- Exercise input -
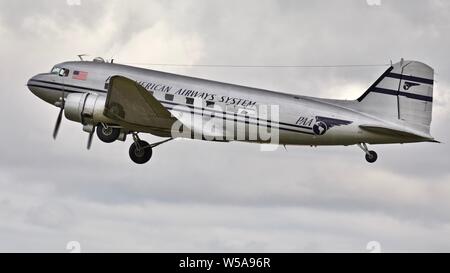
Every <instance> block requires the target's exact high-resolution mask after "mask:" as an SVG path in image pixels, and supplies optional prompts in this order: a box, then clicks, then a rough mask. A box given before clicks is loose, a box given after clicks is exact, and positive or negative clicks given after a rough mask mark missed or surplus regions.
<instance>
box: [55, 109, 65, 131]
mask: <svg viewBox="0 0 450 273" xmlns="http://www.w3.org/2000/svg"><path fill="white" fill-rule="evenodd" d="M63 111H64V108H62V107H61V110H59V114H58V118H57V119H56V124H55V129H54V130H53V139H56V136H57V135H58V131H59V126H60V125H61V120H62V113H63Z"/></svg>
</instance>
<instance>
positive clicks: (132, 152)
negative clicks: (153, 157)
mask: <svg viewBox="0 0 450 273" xmlns="http://www.w3.org/2000/svg"><path fill="white" fill-rule="evenodd" d="M138 142H139V147H141V149H138V147H137V145H136V143H133V144H131V146H130V150H129V155H130V158H131V160H133V162H134V163H136V164H144V163H147V162H148V161H149V160H150V158H152V154H153V149H152V147H150V144H148V142H146V141H143V140H139V141H138ZM142 147H144V148H142Z"/></svg>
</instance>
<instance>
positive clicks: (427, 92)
mask: <svg viewBox="0 0 450 273" xmlns="http://www.w3.org/2000/svg"><path fill="white" fill-rule="evenodd" d="M433 77H434V71H433V68H431V67H430V66H428V65H426V64H424V63H421V62H417V61H405V60H403V59H402V60H401V61H400V62H398V63H396V64H394V65H392V66H391V67H389V68H388V69H387V70H386V71H385V72H384V73H383V75H381V77H380V78H378V80H377V81H375V83H374V84H372V86H370V87H369V89H367V91H366V92H364V94H363V95H362V96H361V97H359V98H358V102H359V103H358V104H359V105H358V106H359V107H358V108H359V110H361V111H364V112H367V113H369V114H372V115H374V116H377V117H380V118H383V119H387V120H389V121H394V122H400V123H405V125H407V126H408V127H411V128H413V129H415V130H419V131H420V132H424V133H426V134H429V133H430V124H431V115H432V104H433V83H434V81H433Z"/></svg>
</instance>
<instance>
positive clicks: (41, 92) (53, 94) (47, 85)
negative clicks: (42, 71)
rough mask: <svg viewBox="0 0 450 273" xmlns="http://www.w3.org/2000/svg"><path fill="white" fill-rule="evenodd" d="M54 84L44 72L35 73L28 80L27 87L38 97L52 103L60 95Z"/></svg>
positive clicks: (57, 99)
mask: <svg viewBox="0 0 450 273" xmlns="http://www.w3.org/2000/svg"><path fill="white" fill-rule="evenodd" d="M55 84H56V83H54V82H52V81H50V80H49V79H48V78H47V77H46V75H45V74H37V75H35V76H33V77H31V78H30V79H29V80H28V82H27V87H28V89H29V90H30V91H31V93H33V94H34V95H35V96H37V97H38V98H40V99H42V100H44V101H46V102H48V103H50V104H54V103H55V102H57V101H58V100H59V98H60V97H61V91H60V90H58V88H57V86H56V85H55Z"/></svg>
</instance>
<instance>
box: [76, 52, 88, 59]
mask: <svg viewBox="0 0 450 273" xmlns="http://www.w3.org/2000/svg"><path fill="white" fill-rule="evenodd" d="M77 56H78V58H80V60H81V61H84V60H83V57H84V56H88V55H87V54H80V55H77Z"/></svg>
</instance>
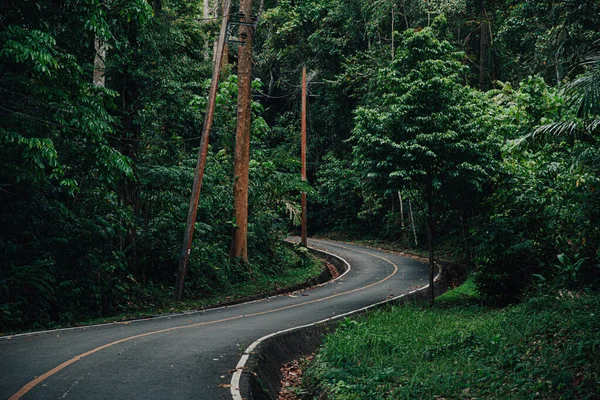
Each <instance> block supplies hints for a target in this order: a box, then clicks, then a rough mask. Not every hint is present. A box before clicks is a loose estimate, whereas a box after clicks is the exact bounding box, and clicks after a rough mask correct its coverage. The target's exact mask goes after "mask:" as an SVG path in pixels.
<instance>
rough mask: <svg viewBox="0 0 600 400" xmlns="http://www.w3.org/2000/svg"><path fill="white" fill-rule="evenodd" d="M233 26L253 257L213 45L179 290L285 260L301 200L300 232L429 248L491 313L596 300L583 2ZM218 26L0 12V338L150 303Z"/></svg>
mask: <svg viewBox="0 0 600 400" xmlns="http://www.w3.org/2000/svg"><path fill="white" fill-rule="evenodd" d="M238 6H239V5H238V4H236V3H234V4H233V9H232V14H236V13H237V11H238V10H237V7H238ZM253 13H254V14H255V16H256V27H255V28H254V31H253V33H252V35H253V45H252V50H253V53H254V54H253V65H252V67H253V82H252V108H251V109H252V123H251V146H250V147H251V160H250V163H249V169H250V172H249V173H250V187H249V197H248V207H249V221H248V255H249V259H248V260H244V259H243V258H238V257H231V256H230V251H229V248H230V245H231V233H232V230H235V228H236V220H235V219H234V218H233V212H234V211H233V207H234V206H233V196H234V195H233V186H234V181H235V179H234V165H233V164H234V162H233V161H234V160H233V159H234V154H235V146H236V142H235V131H236V102H237V100H238V99H237V96H238V85H237V84H238V70H237V58H238V52H239V48H240V45H238V44H235V43H232V44H230V45H229V46H228V50H227V55H226V57H225V61H226V63H225V65H224V66H223V68H222V70H221V80H220V85H219V89H218V94H217V99H216V104H217V107H216V114H215V120H214V124H213V129H212V132H211V139H210V149H209V153H208V160H207V167H206V174H205V177H204V183H203V187H202V193H201V197H200V204H199V206H198V214H197V217H196V223H195V236H194V241H193V243H192V249H191V253H190V255H191V256H190V262H189V270H188V276H187V280H186V291H185V296H186V297H187V298H202V297H206V296H210V295H211V294H214V293H217V292H219V291H220V290H222V289H223V288H224V287H228V286H230V285H232V284H235V283H237V282H243V281H250V282H251V281H252V280H253V276H254V275H255V274H257V273H264V274H268V275H274V276H276V275H278V274H281V273H282V272H283V270H284V269H285V268H288V267H289V266H290V264H291V261H290V259H289V258H290V256H289V254H288V253H287V251H286V248H287V247H286V246H285V245H284V244H283V243H282V238H284V237H285V236H286V235H288V234H290V233H297V232H298V228H297V227H298V221H299V216H300V193H301V192H302V191H308V199H309V213H308V218H309V232H310V234H320V235H333V234H335V235H338V236H339V235H342V236H343V237H345V238H348V239H365V238H369V239H376V240H380V241H388V242H394V243H395V244H397V245H398V246H400V247H402V248H404V249H410V248H413V249H417V250H418V249H421V250H423V249H427V250H428V253H429V254H430V257H431V259H433V258H435V257H437V254H438V252H439V250H440V249H442V250H443V252H444V254H445V255H446V256H448V257H452V258H454V259H455V260H458V261H461V262H465V263H467V264H471V265H473V266H474V268H475V271H476V275H475V283H476V285H477V288H478V290H479V292H480V293H481V295H482V296H483V298H484V299H486V301H488V302H489V303H491V304H506V303H508V302H512V301H515V300H518V299H520V298H522V295H523V293H526V291H527V290H528V289H529V288H530V287H531V286H532V284H534V286H536V287H537V286H540V285H547V286H552V287H564V288H581V287H584V286H586V287H593V286H594V285H595V284H597V282H598V281H597V279H598V278H599V277H600V268H599V266H600V248H599V246H600V224H599V222H600V197H599V196H598V193H597V192H596V190H599V189H600V144H599V143H598V140H599V139H600V2H598V1H597V0H552V1H550V0H538V1H519V0H504V1H500V0H452V1H443V0H429V1H428V0H280V1H275V0H256V1H255V2H254V5H253ZM221 15H222V10H221V2H220V1H214V0H210V1H209V0H204V3H202V2H199V1H191V0H91V1H90V0H88V1H81V0H63V1H59V0H24V1H16V0H5V1H3V2H2V4H1V5H0V76H1V81H0V93H1V94H0V330H3V331H4V330H6V331H9V330H18V329H23V328H35V327H41V326H48V325H52V324H53V323H70V322H75V321H79V320H81V319H85V318H90V317H98V316H108V315H113V314H117V313H120V312H123V311H127V310H129V309H135V308H136V305H138V304H162V303H168V302H169V301H170V299H171V296H172V292H173V287H174V285H175V274H176V273H177V267H178V262H179V254H180V247H181V240H182V237H183V231H184V226H185V218H186V215H187V212H188V205H189V199H190V195H191V191H192V180H193V177H194V168H195V165H196V157H197V153H198V146H199V143H200V135H201V133H202V126H203V122H204V115H205V111H206V108H207V93H208V87H209V84H210V78H211V75H212V72H213V71H212V69H213V52H214V49H215V48H216V47H215V45H214V43H215V40H216V38H217V35H218V32H219V23H220V17H221ZM303 66H306V67H307V68H308V71H309V73H308V78H309V83H308V87H309V113H308V137H309V139H308V181H309V183H310V186H311V187H307V186H306V185H305V184H304V183H303V182H302V180H301V177H300V102H301V96H300V94H301V88H300V77H301V70H302V67H303Z"/></svg>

- What the task requires -
Output the lines above between the one holding "box: [55, 109, 65, 131]" and the one holding "84L44 72L35 73L28", inclusive, with nothing before or after them.

- Answer section -
box: [55, 109, 65, 131]
mask: <svg viewBox="0 0 450 273" xmlns="http://www.w3.org/2000/svg"><path fill="white" fill-rule="evenodd" d="M63 111H64V108H62V107H61V110H59V114H58V118H57V119H56V124H55V129H54V130H53V139H56V136H57V135H58V131H59V126H60V125H61V120H62V113H63Z"/></svg>
</instance>
<instance>
positive clicks: (132, 152)
negative clicks: (153, 157)
mask: <svg viewBox="0 0 450 273" xmlns="http://www.w3.org/2000/svg"><path fill="white" fill-rule="evenodd" d="M138 142H139V147H141V149H138V147H137V145H136V143H133V144H131V146H130V150H129V155H130V158H131V160H133V162H134V163H136V164H144V163H147V162H148V161H149V160H150V158H152V154H153V149H152V147H150V144H148V142H146V141H143V140H139V141H138ZM142 147H144V148H142Z"/></svg>
</instance>
<instance>
positive clicks: (427, 92)
mask: <svg viewBox="0 0 450 273" xmlns="http://www.w3.org/2000/svg"><path fill="white" fill-rule="evenodd" d="M433 77H434V71H433V68H431V67H430V66H428V65H426V64H424V63H421V62H417V61H405V60H403V59H402V60H401V61H400V62H398V63H396V64H394V65H392V66H391V67H389V68H388V69H387V70H386V71H385V72H384V73H383V75H381V77H380V78H378V80H377V81H375V83H374V84H372V86H370V87H369V89H367V91H366V92H364V94H363V95H362V96H361V97H359V98H358V102H359V103H358V104H359V105H358V106H359V107H358V108H359V110H361V111H364V112H367V113H369V114H372V115H374V116H377V117H380V118H383V119H387V120H389V121H394V122H400V123H405V125H407V126H408V127H411V128H413V129H415V130H419V131H420V132H424V133H426V134H429V133H430V124H431V115H432V104H433V83H434V81H433Z"/></svg>
</instance>
<instance>
positive clicks: (41, 92) (53, 94) (47, 85)
negative clicks: (42, 71)
rough mask: <svg viewBox="0 0 450 273" xmlns="http://www.w3.org/2000/svg"><path fill="white" fill-rule="evenodd" d="M54 84L44 72L35 73L28 80L27 87L38 97L52 103L60 95Z"/></svg>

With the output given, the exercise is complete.